* **RECORDS PROVIDED**
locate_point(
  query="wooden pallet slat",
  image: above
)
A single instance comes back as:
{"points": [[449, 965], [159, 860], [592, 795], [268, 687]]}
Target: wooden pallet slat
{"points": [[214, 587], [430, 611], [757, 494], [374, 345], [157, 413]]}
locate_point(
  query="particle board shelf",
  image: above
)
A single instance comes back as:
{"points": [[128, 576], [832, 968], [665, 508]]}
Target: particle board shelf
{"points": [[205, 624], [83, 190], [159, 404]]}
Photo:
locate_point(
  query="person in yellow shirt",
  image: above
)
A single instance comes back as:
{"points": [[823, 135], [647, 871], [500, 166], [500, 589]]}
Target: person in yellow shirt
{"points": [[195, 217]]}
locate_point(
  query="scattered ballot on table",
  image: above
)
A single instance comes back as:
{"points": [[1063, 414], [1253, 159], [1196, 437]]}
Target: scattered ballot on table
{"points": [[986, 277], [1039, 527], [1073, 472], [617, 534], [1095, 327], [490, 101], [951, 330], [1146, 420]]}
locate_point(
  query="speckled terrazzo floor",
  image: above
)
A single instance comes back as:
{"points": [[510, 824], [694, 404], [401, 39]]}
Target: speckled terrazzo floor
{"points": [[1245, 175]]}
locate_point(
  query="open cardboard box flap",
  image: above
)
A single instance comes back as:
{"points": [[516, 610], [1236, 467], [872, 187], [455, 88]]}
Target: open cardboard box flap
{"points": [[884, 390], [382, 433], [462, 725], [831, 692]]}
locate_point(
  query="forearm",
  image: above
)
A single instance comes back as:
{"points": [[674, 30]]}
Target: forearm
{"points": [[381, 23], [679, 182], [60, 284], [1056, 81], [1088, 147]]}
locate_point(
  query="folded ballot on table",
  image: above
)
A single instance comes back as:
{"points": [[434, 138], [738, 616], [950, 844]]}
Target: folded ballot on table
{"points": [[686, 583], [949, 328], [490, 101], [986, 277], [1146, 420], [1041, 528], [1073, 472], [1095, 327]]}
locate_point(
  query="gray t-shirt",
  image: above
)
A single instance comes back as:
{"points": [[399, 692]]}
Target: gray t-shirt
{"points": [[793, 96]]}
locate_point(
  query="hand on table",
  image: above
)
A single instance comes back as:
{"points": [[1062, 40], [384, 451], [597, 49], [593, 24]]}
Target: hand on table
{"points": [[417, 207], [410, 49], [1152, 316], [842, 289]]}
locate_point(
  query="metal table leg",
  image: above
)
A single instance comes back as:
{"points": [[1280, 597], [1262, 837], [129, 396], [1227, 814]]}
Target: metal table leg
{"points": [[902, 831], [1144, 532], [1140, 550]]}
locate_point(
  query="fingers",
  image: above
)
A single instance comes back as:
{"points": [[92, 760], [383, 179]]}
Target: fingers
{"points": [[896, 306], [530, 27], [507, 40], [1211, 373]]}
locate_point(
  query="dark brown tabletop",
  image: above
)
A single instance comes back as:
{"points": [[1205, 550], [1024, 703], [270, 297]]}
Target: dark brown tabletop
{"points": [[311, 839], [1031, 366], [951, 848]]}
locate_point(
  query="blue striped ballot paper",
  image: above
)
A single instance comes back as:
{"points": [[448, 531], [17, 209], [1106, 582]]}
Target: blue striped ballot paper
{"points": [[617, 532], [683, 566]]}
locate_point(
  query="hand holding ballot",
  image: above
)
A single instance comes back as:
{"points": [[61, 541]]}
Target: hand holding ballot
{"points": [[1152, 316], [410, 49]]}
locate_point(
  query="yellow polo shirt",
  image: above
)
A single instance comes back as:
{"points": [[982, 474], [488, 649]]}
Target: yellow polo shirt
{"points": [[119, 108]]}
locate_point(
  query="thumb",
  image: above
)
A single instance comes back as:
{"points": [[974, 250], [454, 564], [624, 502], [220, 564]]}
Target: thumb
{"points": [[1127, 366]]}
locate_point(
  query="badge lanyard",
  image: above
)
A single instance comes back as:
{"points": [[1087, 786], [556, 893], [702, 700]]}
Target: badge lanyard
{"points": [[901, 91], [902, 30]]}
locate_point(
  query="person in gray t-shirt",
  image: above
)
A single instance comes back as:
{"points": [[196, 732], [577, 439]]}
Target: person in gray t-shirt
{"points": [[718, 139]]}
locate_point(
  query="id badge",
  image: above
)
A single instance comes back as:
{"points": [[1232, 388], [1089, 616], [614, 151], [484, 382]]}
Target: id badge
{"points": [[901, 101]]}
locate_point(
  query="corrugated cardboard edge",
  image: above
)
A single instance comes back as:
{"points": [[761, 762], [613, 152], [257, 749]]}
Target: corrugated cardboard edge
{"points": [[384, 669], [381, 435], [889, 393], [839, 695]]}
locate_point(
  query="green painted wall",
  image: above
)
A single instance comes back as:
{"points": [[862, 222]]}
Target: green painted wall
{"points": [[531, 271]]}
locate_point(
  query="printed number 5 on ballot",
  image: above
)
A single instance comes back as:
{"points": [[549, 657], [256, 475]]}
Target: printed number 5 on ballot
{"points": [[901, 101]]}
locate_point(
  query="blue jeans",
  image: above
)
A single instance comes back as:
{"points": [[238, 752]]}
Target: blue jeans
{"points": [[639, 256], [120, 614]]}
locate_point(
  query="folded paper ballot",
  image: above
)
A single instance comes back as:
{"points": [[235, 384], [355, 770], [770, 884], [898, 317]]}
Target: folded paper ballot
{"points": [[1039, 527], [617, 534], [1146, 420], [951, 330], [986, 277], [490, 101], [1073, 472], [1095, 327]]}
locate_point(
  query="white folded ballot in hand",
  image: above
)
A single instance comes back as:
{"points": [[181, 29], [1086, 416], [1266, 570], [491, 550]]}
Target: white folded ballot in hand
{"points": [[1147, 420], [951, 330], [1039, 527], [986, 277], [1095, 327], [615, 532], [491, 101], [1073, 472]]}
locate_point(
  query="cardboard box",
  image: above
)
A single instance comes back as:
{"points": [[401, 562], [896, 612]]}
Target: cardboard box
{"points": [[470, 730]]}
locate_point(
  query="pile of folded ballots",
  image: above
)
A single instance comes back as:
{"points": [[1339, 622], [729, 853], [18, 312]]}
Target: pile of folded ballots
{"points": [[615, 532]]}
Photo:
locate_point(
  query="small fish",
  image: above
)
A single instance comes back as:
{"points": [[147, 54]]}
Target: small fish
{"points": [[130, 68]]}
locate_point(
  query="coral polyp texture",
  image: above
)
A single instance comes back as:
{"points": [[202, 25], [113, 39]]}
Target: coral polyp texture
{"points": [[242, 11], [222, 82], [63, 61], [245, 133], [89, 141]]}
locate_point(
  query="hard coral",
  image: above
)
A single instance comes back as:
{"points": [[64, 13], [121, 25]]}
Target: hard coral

* **PROBLEM DETAILS**
Print the complete listing again, exactly as it stands.

* **RESULT OF THIS EXERCISE**
locate_point(
  query="wooden pallet slat",
  image: above
)
A single instance comes back as:
{"points": [[449, 965], [159, 860], [592, 795], [268, 687]]}
Target: wooden pallet slat
{"points": [[214, 587], [430, 611], [757, 494], [374, 345], [157, 413]]}
locate_point(
  query="particle board shelf",
  image: above
)
A single instance comes back as:
{"points": [[128, 576], [832, 968], [665, 508]]}
Target: particle board shelf
{"points": [[205, 624], [83, 190], [159, 404]]}
Photo:
locate_point(
  query="person in yellow shirt",
  image: above
)
A single instance comes back as:
{"points": [[823, 135], [647, 871], [500, 166], [500, 589]]}
Target: person in yellow shirt
{"points": [[195, 217]]}
locate_point(
  query="scattered ballot on table",
  image: above
)
A single instance comes back as:
{"points": [[1063, 414], [1253, 159], [1196, 437]]}
Target: scattered ballot on table
{"points": [[986, 277], [1039, 527], [1073, 472], [617, 534], [1095, 327], [490, 101], [951, 330], [1146, 420]]}
locate_point(
  query="speckled terrazzo floor",
  image: above
)
A single instance comes back as:
{"points": [[510, 824], [694, 404], [401, 39]]}
Target: speckled terrazzo floor
{"points": [[1245, 175]]}
locate_point(
  query="open cardboard box flap",
  image: above
)
A single instance comes back as:
{"points": [[516, 610], [1236, 467], [872, 187], [455, 88]]}
Target: open cardboard box flap
{"points": [[884, 390], [382, 433], [462, 725], [831, 692]]}
locate_point(
  query="forearm",
  image: above
)
A single instance comes back as:
{"points": [[674, 30]]}
Target: forearm
{"points": [[381, 23], [679, 182], [60, 284], [1056, 81], [1088, 147]]}
locate_point(
  query="folded ballot on table",
  image: above
)
A single instance comes back as:
{"points": [[434, 138], [738, 616], [950, 844]]}
Target: folded ballot on table
{"points": [[686, 583], [949, 328], [490, 101], [986, 277], [1146, 420], [1041, 528], [1073, 472], [1095, 327]]}
locate_point(
  query="gray t-shirt",
  image: above
)
A single instance comes back as:
{"points": [[399, 692]]}
Target: gray t-shirt
{"points": [[793, 96]]}
locate_point(
  query="hand on table",
  image: above
)
A single instance comes back as:
{"points": [[1062, 40], [384, 451], [597, 49], [593, 24]]}
Target: hand on table
{"points": [[417, 207], [410, 49], [1152, 316], [842, 289]]}
locate_point(
  query="metal table leg",
  image: above
)
A single instance comes back as:
{"points": [[1280, 597], [1262, 837], [129, 396], [1227, 814]]}
Target: metal table leg
{"points": [[902, 831], [1144, 532], [1140, 550]]}
locate_point(
  query="fingers",
  image: above
)
A single instance comes back as:
{"points": [[92, 760], [383, 179]]}
Target: fingers
{"points": [[896, 306], [530, 27], [507, 40], [1211, 373]]}
locate_point(
  query="dark brown tabletop",
  image: above
)
A single instance comes back as:
{"points": [[1205, 550], [1024, 703], [270, 297]]}
Target: dark brown tabletop
{"points": [[311, 839], [1031, 366], [951, 848]]}
locate_point(
  query="blue striped ballot paper",
  image: above
)
A single instance comes back as:
{"points": [[448, 531], [17, 209], [1106, 582]]}
Target: blue striped ballot paper
{"points": [[617, 532], [683, 566]]}
locate_point(
  query="hand holding ballot",
  image: above
)
A single instance comes back as:
{"points": [[61, 541]]}
Target: hand holding ballot
{"points": [[1152, 316], [410, 49]]}
locate_point(
  query="yellow polo shirt",
  image: above
)
A single instance comes back as:
{"points": [[982, 474], [488, 649]]}
Target: yellow polo shirt
{"points": [[119, 108]]}
locate_point(
  query="thumb",
  image: above
)
A single instance comes back as:
{"points": [[974, 250], [454, 564], [624, 502], [220, 564]]}
Target: thumb
{"points": [[1127, 366]]}
locate_point(
  query="badge lanyard",
  image: above
)
A single instance comes back as:
{"points": [[1087, 786], [556, 893], [702, 700]]}
Target: badge lanyard
{"points": [[901, 91], [902, 30]]}
locate_point(
  query="person in gray t-shirt",
  image: above
)
A single instance comes back as:
{"points": [[196, 732], [577, 439]]}
Target: person in gray t-shirt
{"points": [[718, 139]]}
locate_point(
  query="id badge",
  image: above
)
A single instance comes back as:
{"points": [[1232, 388], [1089, 616], [614, 151], [484, 382]]}
Target: id badge
{"points": [[901, 101]]}
locate_point(
  query="corrugated cardboard edge",
  image: above
)
A single instance comes back as:
{"points": [[761, 762], [613, 152], [257, 749]]}
Target: corrugated cardboard edge
{"points": [[384, 669], [381, 435], [889, 393], [839, 695]]}
locate_point(
  query="green painted wall",
  image: above
)
A single instance comes back as:
{"points": [[862, 222]]}
Target: green painted wall
{"points": [[531, 271]]}
locate_point(
  query="printed number 5 on ballot",
  image: above
)
A single instance comes back as:
{"points": [[549, 657], [256, 475]]}
Target: printed number 5 on ballot
{"points": [[901, 101]]}
locate_point(
  query="blue jeans",
  image: above
)
A single instance comes back as:
{"points": [[238, 752]]}
Target: blue jeans
{"points": [[639, 256], [120, 614]]}
locate_point(
  query="folded paper ballot",
  image: above
)
A single instance comes back as:
{"points": [[235, 384], [355, 770], [770, 884], [898, 317]]}
Target: folded paper ballot
{"points": [[1039, 527], [617, 534], [1146, 420], [951, 330], [986, 277], [490, 101], [1073, 472], [1095, 327]]}
locate_point(
  query="white folded ballot in hand",
  image: above
)
A single instance comes back as:
{"points": [[181, 29], [1086, 416], [1266, 570], [491, 550]]}
Target: white folded ballot in hand
{"points": [[1147, 420], [951, 330], [1039, 527], [986, 277], [1095, 327], [615, 532], [491, 101], [1073, 472]]}
locate_point(
  query="cardboard box",
  image: above
)
A single instance comes back as:
{"points": [[401, 562], [896, 612]]}
Target: cardboard box
{"points": [[470, 730]]}
locate_point(
  query="pile of folded ballots",
  image: above
)
A single instance comes back as:
{"points": [[1339, 622], [729, 853], [18, 312]]}
Target: pile of folded ballots
{"points": [[615, 532]]}
Photo:
locate_point(
  query="small fish",
  image: above
)
A single instance comes back as:
{"points": [[147, 54]]}
Target: small fish
{"points": [[130, 68]]}
locate_point(
  query="coral polyp texture",
  image: above
)
A single instance comes back as:
{"points": [[202, 25], [113, 39]]}
Target: coral polyp texture
{"points": [[242, 11], [222, 82], [63, 61], [245, 133], [89, 141]]}
locate_point(
  query="hard coral",
  image: above
)
A single instance comes back as:
{"points": [[64, 13], [121, 25]]}
Target: hard coral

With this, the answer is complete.